*** Recorded information Section Begins ***

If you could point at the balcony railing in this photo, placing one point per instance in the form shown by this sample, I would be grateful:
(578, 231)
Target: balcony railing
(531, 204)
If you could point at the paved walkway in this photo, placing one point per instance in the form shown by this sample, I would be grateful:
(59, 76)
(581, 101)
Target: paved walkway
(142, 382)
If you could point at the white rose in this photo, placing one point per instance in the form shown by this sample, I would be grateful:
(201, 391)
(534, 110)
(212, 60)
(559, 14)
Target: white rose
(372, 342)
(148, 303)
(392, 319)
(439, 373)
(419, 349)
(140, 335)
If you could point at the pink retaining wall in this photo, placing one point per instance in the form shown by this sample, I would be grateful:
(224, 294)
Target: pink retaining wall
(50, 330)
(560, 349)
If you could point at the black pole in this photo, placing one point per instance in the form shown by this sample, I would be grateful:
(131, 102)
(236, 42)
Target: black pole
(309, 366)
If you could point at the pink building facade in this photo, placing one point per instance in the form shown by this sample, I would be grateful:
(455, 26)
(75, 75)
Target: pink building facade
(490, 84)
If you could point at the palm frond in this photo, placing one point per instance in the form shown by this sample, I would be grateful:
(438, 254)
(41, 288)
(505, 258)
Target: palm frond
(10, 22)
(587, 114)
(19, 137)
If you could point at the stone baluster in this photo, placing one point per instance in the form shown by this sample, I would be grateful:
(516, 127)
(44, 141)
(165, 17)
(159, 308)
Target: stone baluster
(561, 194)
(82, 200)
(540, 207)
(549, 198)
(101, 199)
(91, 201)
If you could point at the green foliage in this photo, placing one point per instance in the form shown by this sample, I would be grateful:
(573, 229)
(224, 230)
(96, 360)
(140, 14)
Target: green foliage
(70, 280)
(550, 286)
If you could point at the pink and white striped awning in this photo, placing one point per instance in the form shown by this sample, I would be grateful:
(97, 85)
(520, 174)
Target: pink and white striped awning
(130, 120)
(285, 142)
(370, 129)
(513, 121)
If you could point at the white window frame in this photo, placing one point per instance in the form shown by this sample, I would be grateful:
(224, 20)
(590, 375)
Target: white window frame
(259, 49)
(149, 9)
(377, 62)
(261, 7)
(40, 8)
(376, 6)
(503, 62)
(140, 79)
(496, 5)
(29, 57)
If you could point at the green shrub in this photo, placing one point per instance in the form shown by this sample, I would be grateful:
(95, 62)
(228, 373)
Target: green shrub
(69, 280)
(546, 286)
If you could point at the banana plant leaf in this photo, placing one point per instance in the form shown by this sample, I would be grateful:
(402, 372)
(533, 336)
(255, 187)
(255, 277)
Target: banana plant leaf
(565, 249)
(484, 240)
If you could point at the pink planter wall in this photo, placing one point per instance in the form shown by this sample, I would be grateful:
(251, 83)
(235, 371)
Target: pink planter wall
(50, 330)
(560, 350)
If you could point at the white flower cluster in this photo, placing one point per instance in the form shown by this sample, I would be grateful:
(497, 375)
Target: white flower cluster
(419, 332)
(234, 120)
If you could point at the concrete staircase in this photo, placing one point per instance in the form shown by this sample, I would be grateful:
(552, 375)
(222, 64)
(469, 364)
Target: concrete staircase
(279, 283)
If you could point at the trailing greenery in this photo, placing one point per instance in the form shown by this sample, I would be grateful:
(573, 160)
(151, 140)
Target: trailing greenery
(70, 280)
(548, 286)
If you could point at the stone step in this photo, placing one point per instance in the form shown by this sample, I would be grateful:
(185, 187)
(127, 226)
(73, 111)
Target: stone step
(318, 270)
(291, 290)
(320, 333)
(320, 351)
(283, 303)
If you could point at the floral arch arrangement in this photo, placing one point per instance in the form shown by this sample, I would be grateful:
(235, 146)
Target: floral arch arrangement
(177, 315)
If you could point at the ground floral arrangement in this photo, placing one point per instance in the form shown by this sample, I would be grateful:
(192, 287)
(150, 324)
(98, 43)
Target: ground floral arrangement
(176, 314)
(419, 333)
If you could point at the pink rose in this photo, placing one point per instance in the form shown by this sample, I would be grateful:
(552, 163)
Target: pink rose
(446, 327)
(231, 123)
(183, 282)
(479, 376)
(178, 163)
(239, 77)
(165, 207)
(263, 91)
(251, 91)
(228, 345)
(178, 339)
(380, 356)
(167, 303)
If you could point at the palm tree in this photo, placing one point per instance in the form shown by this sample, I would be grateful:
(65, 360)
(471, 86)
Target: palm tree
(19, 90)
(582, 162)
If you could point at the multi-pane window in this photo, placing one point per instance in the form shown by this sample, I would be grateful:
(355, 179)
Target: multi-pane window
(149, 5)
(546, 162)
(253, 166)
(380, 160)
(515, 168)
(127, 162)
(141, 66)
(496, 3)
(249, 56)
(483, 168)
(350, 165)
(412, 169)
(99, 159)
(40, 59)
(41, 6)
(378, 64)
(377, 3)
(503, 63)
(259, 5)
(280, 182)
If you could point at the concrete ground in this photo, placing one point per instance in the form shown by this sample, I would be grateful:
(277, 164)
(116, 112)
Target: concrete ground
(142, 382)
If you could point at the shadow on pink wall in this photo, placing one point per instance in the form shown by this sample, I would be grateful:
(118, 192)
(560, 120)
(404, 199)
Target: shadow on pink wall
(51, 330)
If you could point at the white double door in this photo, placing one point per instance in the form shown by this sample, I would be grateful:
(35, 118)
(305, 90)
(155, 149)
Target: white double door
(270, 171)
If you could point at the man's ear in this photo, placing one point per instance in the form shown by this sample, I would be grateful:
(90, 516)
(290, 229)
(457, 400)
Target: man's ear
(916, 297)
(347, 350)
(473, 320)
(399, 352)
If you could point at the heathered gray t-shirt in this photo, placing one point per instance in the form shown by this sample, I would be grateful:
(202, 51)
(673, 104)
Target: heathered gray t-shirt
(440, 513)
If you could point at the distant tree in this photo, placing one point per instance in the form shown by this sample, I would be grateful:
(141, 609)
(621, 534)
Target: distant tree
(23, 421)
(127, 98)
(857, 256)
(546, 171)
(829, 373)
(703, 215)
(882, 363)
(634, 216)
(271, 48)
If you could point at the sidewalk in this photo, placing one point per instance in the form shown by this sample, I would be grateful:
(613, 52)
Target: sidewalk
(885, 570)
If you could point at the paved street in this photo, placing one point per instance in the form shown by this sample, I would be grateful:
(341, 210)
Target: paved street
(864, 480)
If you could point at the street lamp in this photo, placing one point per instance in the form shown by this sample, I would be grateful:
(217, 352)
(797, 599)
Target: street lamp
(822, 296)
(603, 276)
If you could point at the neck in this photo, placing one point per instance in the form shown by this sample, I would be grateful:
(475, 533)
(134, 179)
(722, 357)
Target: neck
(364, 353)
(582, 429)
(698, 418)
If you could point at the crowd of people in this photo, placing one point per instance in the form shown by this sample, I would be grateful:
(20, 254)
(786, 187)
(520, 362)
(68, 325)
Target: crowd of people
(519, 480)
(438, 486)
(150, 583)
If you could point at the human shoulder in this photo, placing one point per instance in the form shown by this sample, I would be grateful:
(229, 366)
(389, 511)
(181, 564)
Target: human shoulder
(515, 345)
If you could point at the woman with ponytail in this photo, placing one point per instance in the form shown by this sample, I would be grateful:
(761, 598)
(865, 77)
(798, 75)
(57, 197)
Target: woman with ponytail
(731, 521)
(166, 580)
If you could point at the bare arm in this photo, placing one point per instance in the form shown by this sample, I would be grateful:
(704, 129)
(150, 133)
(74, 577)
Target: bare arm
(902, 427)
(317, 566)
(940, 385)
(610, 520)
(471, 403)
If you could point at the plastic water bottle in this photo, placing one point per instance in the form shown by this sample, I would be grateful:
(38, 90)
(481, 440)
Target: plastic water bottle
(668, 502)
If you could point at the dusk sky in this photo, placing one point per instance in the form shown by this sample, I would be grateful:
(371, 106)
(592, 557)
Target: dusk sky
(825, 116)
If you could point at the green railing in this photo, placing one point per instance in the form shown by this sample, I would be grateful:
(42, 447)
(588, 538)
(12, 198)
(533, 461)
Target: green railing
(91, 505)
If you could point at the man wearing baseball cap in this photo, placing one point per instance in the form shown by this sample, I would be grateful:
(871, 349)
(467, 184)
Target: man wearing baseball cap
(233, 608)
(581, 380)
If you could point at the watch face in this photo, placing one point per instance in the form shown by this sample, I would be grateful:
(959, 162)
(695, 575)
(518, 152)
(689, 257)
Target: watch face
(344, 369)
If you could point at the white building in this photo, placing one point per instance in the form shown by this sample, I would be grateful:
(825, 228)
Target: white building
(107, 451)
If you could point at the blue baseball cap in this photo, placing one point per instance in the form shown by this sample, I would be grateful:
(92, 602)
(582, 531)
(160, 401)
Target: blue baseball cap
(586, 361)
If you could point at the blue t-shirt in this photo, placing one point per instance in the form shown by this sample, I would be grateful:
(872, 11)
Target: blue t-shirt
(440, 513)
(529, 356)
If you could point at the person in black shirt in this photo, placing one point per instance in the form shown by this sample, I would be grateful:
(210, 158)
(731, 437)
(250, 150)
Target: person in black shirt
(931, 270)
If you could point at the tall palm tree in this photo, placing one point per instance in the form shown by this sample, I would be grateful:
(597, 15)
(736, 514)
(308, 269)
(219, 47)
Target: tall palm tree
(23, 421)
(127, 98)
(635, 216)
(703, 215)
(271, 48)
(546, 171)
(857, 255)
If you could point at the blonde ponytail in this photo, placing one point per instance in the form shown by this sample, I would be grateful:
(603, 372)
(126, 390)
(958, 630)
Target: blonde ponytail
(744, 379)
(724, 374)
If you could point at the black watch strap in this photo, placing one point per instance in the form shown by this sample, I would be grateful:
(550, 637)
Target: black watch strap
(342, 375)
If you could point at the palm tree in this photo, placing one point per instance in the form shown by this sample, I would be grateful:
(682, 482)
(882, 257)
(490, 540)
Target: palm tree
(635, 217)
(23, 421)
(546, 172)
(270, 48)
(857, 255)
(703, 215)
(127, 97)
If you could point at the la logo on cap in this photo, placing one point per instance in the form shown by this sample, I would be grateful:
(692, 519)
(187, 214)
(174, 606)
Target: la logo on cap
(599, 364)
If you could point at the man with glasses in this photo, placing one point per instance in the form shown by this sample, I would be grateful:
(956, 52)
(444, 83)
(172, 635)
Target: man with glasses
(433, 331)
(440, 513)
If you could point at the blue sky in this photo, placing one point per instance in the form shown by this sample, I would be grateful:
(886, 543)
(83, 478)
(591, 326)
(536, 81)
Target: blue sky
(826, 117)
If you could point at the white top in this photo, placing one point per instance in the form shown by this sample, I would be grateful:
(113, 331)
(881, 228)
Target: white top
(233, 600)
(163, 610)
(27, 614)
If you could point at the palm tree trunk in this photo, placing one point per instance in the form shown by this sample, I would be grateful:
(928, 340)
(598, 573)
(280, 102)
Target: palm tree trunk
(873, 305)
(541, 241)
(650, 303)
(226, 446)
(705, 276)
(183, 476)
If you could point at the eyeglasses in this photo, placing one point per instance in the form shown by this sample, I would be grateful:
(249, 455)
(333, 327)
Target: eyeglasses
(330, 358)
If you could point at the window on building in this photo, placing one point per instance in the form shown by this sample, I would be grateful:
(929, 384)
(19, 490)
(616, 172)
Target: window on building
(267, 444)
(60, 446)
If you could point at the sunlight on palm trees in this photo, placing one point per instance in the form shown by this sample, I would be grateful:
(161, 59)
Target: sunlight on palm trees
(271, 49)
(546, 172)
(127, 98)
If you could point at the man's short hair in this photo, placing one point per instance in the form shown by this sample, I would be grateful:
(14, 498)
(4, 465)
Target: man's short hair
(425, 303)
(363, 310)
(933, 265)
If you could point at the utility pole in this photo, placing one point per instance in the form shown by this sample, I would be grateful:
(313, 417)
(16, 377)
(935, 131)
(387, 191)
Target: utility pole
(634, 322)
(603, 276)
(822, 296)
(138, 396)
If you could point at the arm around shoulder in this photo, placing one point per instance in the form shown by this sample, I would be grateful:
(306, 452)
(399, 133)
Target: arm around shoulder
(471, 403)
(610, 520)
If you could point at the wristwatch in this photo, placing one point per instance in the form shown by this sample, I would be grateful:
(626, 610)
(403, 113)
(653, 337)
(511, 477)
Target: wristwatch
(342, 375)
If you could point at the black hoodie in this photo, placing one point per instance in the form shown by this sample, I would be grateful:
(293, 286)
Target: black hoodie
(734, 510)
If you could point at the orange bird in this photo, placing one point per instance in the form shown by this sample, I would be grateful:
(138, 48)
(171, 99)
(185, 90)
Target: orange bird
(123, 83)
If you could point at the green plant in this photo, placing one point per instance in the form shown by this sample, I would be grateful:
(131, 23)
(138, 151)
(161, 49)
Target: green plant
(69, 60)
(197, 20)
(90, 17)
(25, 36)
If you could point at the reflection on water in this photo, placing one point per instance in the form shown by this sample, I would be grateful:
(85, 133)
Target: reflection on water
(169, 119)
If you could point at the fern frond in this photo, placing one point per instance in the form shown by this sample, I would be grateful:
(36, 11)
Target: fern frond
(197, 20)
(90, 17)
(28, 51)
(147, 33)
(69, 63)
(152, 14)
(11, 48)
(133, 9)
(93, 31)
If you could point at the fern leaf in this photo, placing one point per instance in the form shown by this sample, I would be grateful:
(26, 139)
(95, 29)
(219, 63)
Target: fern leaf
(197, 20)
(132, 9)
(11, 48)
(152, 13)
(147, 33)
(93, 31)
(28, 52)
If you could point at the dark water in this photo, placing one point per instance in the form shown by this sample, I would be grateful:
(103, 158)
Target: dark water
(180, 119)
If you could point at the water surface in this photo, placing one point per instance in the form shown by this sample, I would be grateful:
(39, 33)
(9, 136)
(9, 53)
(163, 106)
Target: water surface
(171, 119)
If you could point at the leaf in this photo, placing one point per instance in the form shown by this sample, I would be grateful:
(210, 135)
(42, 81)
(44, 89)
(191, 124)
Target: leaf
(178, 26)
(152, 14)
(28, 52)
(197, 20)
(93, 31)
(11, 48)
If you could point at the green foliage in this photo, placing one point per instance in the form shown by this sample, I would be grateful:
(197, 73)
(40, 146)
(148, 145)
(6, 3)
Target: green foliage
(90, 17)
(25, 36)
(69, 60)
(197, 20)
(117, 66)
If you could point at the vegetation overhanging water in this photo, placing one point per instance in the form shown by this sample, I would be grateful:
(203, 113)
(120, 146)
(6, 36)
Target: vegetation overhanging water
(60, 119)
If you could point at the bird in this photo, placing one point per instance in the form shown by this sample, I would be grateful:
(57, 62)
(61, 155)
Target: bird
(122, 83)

*** Recorded information Section Ends ***

What you have to do —
Using the data above, extract exactly the lines from the one that holds "If you could point at the plastic" to the one that holds "If you could point at the blonde", both ends included, and no others.

Solution to this exercise —
If you could point at the plastic water bottle in this photo, placing one point per instance in the form shown by this sample, I would be grateful:
(38, 90)
(481, 440)
Target: plastic water bottle
(668, 502)
If you could point at the dusk sky in this photo, placing one point per instance in the form shown by this sample, I would be grateful:
(371, 106)
(592, 557)
Target: dusk sky
(825, 116)
If you could point at the green railing in this photo, placing one point per instance in the form shown by this sample, I would be grateful:
(42, 447)
(588, 538)
(12, 198)
(533, 461)
Target: green railing
(91, 505)
If you could point at the man wearing baseball cap in this photo, placing one point per instance in the form shown by this sample, I would be grateful:
(871, 349)
(467, 184)
Target: man wearing baseball cap
(233, 608)
(581, 380)
If you could point at the watch face in this photo, placing one point per instance in the form shown by this sample, I would be grateful:
(959, 162)
(695, 575)
(518, 152)
(689, 257)
Target: watch face
(344, 369)
If you could point at the white building in this photo, placing one point per instance in the form shown by this sample, I would be grateful:
(825, 228)
Target: white building
(107, 451)
If you could point at the blue baseball cap in this photo, placing one point per instance in the form shown by this sample, I would be grateful:
(92, 602)
(582, 531)
(160, 401)
Target: blue baseball cap
(586, 361)
If you could point at the blue t-shirt in this photo, placing one point per instance in the form shown by this sample, I would be grateful:
(872, 11)
Target: blue t-shirt
(440, 513)
(529, 356)
If you could point at the person in black shirt in this photo, placing one point per instance in the form shown by this sample, I would be grateful:
(210, 158)
(731, 437)
(250, 150)
Target: person in black shirt
(931, 270)
If you could point at the tall palm tree in this photo, placing one point per instance in the form shown by this sample, I would be grateful:
(597, 15)
(736, 514)
(308, 269)
(219, 47)
Target: tall palm tree
(23, 421)
(127, 98)
(635, 216)
(703, 215)
(271, 48)
(546, 171)
(857, 255)
If you could point at the blonde ponytail in this photo, placing one point per instance in the form shown by this sample, I would be grateful:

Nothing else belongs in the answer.